DATASET EXTRACT ->
____________

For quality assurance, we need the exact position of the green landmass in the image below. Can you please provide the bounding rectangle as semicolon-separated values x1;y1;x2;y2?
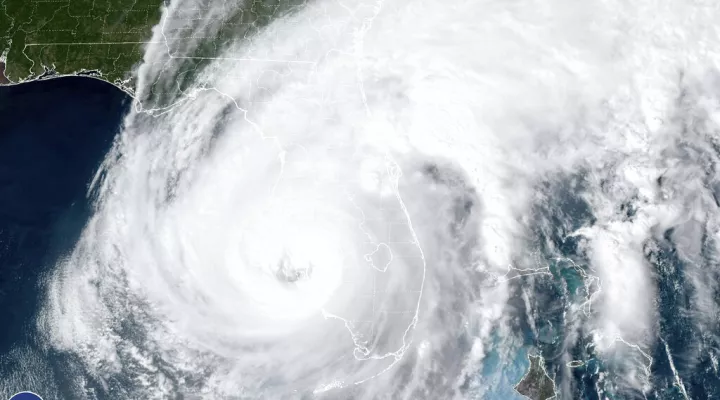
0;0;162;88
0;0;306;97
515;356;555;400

____________

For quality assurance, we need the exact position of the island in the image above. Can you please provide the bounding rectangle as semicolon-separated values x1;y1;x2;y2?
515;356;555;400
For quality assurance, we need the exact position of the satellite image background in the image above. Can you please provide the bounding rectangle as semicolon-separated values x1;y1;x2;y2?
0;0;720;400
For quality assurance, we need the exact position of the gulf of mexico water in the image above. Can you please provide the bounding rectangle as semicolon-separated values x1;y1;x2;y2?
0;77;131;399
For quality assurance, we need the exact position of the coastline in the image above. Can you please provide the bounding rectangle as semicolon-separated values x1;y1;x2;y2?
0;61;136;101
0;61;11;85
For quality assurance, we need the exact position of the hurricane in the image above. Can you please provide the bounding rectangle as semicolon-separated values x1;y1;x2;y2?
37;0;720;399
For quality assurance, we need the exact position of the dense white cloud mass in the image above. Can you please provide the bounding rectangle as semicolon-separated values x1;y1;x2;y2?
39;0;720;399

____________

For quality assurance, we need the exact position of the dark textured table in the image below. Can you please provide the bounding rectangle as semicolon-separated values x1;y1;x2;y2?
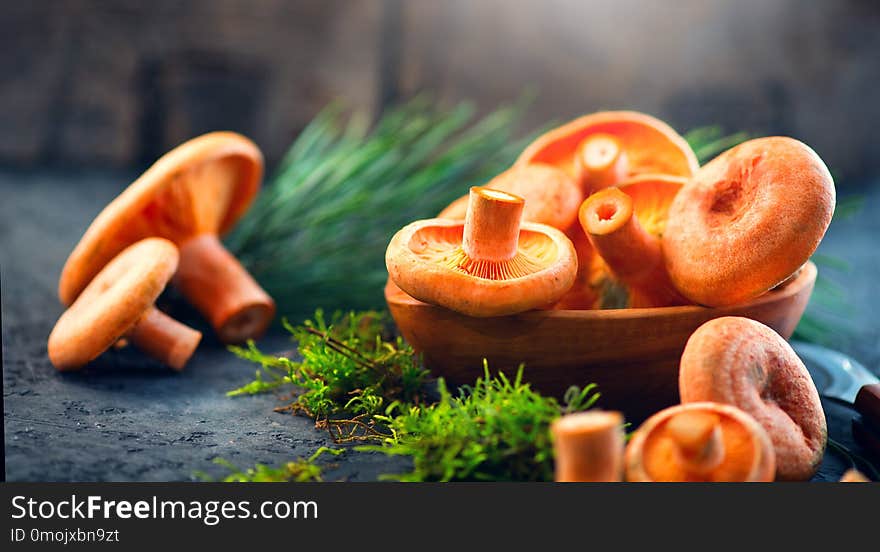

____________

TASK DIRECTIONS -> Pick out each line of the material above that contains the word "below", and copy those lines.

COMPLETED TASK ->
For quality assurance, we need the exact position of the green landmass in the image below. Can you please provide the bounding rectangle as semicolon-separated values x1;y1;x2;y2?
For quality assurance, we need the exact position of the dark textured table in the image below. Can you please provide the bounding rectangle as semicolon-separated values x1;y1;x2;y2?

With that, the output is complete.